Records from a data collection
* begin *

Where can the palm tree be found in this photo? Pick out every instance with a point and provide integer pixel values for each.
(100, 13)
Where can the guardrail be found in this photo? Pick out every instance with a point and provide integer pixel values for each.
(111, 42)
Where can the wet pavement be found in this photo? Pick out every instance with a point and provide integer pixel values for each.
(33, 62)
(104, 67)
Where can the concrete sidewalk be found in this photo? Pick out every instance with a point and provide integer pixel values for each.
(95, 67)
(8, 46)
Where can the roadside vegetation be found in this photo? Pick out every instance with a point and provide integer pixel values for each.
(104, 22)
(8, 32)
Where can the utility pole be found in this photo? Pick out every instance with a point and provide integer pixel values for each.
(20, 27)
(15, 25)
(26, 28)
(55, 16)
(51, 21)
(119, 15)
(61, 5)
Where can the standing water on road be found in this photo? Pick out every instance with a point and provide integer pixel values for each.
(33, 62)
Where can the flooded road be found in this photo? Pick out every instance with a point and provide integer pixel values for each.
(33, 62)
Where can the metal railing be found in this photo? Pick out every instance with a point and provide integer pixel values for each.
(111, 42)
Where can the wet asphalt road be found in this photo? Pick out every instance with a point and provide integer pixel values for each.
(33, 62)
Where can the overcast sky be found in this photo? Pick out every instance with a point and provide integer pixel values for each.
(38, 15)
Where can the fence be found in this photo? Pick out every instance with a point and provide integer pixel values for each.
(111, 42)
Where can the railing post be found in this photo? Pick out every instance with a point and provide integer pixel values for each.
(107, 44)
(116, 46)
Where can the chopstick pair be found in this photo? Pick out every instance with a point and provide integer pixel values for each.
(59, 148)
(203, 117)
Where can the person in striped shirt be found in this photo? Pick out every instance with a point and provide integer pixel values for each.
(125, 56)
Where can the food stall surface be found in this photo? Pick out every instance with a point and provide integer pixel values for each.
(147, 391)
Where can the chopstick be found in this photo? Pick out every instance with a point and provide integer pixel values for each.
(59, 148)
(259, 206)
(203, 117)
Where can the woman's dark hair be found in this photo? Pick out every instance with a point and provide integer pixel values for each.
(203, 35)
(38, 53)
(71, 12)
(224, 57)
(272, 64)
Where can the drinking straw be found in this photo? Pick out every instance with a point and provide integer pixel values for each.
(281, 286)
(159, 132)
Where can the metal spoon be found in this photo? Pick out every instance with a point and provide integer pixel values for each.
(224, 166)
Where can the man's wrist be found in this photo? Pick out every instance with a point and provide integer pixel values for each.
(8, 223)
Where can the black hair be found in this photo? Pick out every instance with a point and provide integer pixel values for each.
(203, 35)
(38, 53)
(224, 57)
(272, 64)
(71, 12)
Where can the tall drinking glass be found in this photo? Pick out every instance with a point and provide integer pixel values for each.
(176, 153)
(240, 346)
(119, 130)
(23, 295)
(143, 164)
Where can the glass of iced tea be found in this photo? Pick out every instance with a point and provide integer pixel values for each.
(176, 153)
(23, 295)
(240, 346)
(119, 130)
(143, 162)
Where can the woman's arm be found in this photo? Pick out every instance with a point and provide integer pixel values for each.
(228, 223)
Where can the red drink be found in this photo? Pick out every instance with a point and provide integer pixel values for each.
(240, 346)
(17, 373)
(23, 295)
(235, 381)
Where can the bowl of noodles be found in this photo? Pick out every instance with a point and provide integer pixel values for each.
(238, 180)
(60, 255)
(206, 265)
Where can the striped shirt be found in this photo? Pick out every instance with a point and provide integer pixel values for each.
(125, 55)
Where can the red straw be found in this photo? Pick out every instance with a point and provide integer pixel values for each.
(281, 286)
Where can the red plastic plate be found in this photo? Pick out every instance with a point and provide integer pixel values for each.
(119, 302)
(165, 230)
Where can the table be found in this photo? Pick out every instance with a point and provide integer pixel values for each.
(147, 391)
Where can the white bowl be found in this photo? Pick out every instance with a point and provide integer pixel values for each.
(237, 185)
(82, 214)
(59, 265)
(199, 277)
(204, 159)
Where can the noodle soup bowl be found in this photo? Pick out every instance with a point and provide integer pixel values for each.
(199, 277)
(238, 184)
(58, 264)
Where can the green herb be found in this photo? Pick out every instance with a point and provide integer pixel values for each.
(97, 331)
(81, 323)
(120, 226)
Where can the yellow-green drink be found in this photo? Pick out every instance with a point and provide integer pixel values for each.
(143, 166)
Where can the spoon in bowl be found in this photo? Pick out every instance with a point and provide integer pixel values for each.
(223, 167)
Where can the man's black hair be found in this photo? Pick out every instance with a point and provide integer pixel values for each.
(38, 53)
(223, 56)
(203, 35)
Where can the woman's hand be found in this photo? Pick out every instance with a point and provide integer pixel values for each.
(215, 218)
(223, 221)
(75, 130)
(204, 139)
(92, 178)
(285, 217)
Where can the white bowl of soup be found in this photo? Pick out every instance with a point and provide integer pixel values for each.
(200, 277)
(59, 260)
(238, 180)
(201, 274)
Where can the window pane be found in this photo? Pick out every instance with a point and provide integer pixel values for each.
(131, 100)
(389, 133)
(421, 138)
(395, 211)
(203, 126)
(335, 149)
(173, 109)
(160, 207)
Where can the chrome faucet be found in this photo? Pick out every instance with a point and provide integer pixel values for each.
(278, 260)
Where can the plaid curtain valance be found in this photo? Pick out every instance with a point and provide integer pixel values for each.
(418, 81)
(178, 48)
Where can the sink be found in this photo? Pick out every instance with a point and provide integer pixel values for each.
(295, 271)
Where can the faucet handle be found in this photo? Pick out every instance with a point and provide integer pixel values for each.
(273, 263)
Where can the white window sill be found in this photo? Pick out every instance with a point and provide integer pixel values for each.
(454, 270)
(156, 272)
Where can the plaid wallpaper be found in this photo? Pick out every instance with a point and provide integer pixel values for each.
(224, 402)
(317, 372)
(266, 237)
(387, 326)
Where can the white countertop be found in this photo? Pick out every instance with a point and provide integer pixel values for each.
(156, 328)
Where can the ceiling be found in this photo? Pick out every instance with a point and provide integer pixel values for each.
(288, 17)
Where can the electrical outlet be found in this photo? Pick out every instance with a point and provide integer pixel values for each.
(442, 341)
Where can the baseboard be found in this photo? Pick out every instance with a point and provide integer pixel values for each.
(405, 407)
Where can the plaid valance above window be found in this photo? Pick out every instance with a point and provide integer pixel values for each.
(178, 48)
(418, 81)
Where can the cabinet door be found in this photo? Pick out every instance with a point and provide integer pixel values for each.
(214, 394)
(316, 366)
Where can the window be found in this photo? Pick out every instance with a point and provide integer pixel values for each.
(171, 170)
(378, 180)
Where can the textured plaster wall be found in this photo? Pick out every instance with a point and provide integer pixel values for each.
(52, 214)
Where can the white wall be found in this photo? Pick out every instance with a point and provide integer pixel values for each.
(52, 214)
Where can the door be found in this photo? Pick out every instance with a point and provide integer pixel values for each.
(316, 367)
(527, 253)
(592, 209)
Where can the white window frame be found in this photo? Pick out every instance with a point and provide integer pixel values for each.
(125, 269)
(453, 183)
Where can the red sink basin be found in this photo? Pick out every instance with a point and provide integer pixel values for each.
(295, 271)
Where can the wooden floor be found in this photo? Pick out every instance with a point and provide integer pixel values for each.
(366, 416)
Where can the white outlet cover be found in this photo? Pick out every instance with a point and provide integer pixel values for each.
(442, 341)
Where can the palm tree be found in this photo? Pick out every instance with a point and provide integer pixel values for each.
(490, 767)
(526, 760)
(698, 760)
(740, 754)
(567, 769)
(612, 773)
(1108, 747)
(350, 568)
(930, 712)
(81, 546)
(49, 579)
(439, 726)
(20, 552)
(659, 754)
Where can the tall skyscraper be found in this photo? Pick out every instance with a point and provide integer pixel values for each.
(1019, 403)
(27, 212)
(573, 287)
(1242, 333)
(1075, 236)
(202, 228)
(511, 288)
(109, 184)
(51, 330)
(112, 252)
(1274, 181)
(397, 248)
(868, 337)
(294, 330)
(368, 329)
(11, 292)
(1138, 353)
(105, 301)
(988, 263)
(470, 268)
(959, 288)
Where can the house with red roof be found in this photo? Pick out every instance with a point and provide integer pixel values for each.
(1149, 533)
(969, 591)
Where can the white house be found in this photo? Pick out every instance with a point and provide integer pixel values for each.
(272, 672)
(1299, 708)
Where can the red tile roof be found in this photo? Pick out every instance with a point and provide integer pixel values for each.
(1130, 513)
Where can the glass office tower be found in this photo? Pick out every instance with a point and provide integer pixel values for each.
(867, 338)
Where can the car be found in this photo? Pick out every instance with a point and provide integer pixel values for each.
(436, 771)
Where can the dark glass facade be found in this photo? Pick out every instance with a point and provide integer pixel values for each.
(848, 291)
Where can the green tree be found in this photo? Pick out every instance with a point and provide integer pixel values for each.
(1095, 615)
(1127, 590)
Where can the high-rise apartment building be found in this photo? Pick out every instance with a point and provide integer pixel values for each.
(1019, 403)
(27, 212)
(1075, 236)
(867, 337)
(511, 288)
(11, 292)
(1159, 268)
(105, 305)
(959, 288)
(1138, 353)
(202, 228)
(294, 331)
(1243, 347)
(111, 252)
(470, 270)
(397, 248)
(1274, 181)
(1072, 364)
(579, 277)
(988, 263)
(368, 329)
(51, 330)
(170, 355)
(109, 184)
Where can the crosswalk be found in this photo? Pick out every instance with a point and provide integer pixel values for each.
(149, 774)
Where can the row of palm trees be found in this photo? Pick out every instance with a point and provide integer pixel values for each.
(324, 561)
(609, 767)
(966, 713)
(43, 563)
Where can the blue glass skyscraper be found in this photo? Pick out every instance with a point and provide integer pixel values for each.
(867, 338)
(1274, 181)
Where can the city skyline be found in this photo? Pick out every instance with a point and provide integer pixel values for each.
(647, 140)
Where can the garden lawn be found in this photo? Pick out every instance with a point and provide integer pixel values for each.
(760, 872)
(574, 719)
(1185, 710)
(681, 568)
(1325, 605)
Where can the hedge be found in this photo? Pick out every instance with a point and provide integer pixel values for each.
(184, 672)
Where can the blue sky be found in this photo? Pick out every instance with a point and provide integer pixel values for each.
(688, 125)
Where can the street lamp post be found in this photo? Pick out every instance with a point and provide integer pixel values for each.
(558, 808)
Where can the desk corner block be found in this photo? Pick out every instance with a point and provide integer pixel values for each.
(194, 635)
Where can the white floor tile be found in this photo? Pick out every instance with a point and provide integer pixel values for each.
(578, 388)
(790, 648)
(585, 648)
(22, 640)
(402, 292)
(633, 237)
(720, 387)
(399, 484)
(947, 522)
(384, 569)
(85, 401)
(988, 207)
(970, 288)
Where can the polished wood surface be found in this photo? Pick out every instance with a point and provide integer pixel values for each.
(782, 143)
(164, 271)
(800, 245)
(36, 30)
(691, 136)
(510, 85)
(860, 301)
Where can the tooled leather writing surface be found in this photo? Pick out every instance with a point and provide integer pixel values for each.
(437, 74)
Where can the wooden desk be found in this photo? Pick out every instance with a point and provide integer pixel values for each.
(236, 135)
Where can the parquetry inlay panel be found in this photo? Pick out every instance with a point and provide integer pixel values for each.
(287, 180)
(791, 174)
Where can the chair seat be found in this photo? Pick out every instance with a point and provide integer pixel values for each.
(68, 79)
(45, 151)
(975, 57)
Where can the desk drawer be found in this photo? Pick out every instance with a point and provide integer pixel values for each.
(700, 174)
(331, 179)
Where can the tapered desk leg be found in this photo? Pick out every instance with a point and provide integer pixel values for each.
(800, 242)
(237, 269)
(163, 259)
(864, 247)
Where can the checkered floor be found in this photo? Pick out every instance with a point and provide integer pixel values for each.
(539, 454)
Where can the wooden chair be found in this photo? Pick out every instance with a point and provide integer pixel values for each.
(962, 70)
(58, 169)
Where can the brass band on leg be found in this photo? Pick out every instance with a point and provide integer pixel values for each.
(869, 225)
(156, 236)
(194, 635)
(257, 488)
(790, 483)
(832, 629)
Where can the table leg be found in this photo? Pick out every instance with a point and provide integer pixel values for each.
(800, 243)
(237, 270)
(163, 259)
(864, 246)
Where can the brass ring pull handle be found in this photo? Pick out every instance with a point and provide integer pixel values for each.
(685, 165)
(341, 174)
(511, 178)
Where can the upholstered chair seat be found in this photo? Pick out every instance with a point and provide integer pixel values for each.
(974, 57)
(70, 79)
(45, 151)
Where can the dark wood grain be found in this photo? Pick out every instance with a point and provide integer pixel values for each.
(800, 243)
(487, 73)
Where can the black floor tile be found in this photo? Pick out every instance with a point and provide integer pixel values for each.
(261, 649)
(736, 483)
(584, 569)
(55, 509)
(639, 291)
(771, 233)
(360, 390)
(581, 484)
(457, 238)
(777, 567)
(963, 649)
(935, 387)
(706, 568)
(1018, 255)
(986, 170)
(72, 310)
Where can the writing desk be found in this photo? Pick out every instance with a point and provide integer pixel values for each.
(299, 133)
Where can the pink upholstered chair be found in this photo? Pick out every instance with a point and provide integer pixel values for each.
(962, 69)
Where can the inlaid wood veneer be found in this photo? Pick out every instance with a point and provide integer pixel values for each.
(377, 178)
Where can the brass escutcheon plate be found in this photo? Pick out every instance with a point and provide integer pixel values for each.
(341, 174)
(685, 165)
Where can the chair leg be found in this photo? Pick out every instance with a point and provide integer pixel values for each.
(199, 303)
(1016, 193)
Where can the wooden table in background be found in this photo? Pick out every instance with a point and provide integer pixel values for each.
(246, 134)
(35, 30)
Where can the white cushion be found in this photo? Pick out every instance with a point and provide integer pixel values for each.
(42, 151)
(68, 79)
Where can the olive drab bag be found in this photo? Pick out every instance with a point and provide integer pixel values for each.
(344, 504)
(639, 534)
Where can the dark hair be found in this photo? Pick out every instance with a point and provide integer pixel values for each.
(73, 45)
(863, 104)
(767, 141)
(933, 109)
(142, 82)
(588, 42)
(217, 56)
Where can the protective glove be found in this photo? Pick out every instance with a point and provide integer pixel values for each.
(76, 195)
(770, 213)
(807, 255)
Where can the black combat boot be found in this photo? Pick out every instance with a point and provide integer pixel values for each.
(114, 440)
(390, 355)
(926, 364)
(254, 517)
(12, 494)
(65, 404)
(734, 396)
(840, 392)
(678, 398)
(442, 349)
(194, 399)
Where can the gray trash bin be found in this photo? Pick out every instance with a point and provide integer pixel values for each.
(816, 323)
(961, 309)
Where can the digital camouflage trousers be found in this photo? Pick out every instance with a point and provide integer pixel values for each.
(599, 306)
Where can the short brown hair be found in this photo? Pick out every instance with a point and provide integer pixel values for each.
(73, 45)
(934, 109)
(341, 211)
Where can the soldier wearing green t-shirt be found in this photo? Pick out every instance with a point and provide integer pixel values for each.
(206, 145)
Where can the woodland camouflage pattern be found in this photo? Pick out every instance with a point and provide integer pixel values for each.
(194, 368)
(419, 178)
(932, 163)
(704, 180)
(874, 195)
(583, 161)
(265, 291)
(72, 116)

* end *

WRITTEN REQUEST> All lines from the one that contains "Where can the protective" through the end of the material are to be quoted exactly, with both ends included.

TASK ANSWER>
Where can the protective glove be found in this photo? Pick out every instance with a point and provide integer pixel values for each.
(76, 195)
(770, 213)
(807, 255)
Where can the black combat boot be found in this photo? Pick out every instance with a point and provide integer pixel values for each.
(114, 440)
(390, 355)
(926, 364)
(254, 517)
(12, 494)
(65, 404)
(734, 396)
(840, 392)
(678, 398)
(442, 349)
(194, 399)
Where can the gray trash bin be found in this photo? Pick out every instance with a point and provide integer pixel values for each.
(816, 323)
(961, 309)
Where can the digital camouflage trousers be found in this photo? Pick out every instance with a point and provide integer pixel values for each.
(599, 306)
Where can the short brown hair be found in this photo? Pick out every instance with a point and provide integer pixel values for each.
(73, 45)
(934, 109)
(341, 211)
Where can the soldier wearing green t-shirt be found in this photo? Pick out every instance with a point and provide integer pixel values for each.
(206, 145)
Where can the woodland camouflage pattern be found in this photo? Pick out every instance with a point and provide integer pixel values for each.
(194, 368)
(419, 178)
(932, 163)
(704, 180)
(874, 195)
(583, 161)
(265, 291)
(72, 116)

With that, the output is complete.